AUFGABE 1
Übersetze aus dem Forenthread zu Diagrammwerkzeugen den Satz „Hat von euch jemand eine Idee, womit ich so etwas am einfachsten erstellen kann?“ ins Englische.
AUFGABE 2
Nenne alle Programme, die im Forenthread zu Diagrammwerkzeugen zum Erstellen solcher Diagramme empfohlen werden.

### DOKUMENT

# Diagramme für Berichte



## LL0rd (8. Februar 2008)

Hallo,

ich suche derzeit ein Tool, um (Ablauf-) Diagramme zu erstellen. Ganz dringend brauche ich ein Diagramm für die Darstellung der Architektur eines Software Systems. Darin sollten die Komponenten beschrieben werden (Client, Server, Datenbank, ...), sowie die Beziehungen und Kommunikationswege der Komponenten. Das Diagramm soll dann etwa in der Art aussehen, wie das hier:

http://www.inf.uni-konstanz.de/bioml/lectures/ss07/vl_meth_prakt_inf_S07/ClientServerArchitektur.jpg

Hat von euch jemand eine Idee, womit ich so etwas am einfachsten erstellen kann?


----------



## darkframe (9. Februar 2008)

Hi,

so etwas geht z.B. mit Visio. Außerdem gibt es beim "normalen" MS Office auch so ein Tool, mit dem sich derartige Diagramme erstellen lassen. Bei z.B. Word 2003 geht das über AutoFormen -> Flussdiagramm.

Ach ja, noch besser, und vor allem kostenlos geht das mit dem Draw-Modul aus OpenOffice.


----------



## Perlmann (10. Februar 2008)

Etwas preiswerter geht das auch mit FreeMind (freeware)
Gruß
Phil


----------



## darkframe (11. Februar 2008)

Perlmann hat gesagt.:


> Etwas preiswerter geht das auch mit FreeMind (freeware)


Hi,

preiswerter als kostenlos? 

Sorry, konnte nicht widerstehen


----------

######
### ERFASSTE DATEN

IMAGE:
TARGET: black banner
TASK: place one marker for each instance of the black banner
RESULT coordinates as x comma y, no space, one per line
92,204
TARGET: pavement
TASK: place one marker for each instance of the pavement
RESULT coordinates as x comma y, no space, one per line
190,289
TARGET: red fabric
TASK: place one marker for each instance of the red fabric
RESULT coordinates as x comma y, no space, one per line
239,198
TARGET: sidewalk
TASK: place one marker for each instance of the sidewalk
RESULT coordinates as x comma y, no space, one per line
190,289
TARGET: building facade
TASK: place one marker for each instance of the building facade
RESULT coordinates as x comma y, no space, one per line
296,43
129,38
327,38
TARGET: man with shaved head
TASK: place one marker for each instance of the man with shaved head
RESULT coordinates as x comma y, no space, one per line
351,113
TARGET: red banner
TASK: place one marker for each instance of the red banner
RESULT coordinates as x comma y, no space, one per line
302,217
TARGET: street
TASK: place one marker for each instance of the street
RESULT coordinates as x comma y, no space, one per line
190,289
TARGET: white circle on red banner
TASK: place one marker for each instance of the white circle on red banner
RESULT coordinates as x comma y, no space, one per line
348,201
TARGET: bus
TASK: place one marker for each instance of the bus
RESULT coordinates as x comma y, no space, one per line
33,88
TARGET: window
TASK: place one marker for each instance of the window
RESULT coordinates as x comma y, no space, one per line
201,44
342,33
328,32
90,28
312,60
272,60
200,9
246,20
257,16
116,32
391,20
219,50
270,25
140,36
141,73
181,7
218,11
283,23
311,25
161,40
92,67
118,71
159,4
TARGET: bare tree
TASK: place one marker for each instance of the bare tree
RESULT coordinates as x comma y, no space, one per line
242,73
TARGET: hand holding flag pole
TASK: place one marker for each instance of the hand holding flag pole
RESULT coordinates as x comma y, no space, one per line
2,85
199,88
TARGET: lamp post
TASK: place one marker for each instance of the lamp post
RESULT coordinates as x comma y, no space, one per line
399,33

######
### ERFASSTE DATEN

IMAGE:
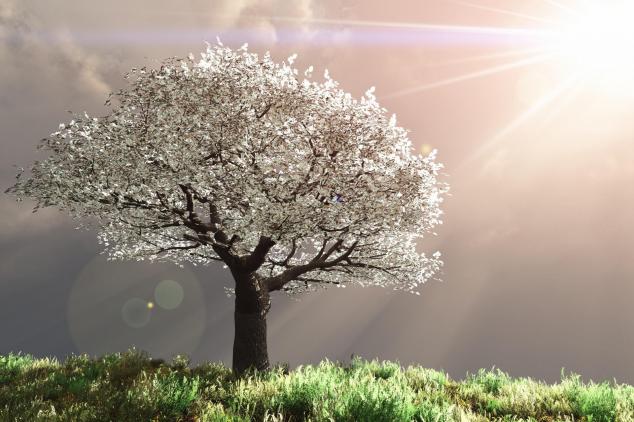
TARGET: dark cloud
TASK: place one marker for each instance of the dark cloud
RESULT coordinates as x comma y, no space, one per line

######
### ERFASSTE DATEN

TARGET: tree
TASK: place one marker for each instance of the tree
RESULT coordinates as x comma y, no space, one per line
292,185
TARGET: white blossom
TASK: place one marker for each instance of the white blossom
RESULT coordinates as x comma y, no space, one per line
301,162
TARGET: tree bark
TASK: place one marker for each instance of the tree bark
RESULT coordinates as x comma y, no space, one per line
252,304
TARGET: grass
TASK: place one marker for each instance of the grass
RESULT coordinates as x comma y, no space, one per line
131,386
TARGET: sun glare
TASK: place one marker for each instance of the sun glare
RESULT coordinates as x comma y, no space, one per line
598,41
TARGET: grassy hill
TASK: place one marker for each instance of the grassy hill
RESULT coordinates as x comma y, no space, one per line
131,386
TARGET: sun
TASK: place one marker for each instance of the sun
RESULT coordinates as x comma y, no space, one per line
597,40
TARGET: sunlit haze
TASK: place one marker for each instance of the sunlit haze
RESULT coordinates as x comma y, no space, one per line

######

ANTWORT 1
Does anyone here have an idea what the easiest way is for me to create something like this?

ANTWORT 2
- Visio
- MS Office (z. B. Word 2003 über AutoFormen -> Flussdiagramm)
- Draw-Modul aus OpenOffice
- FreeMind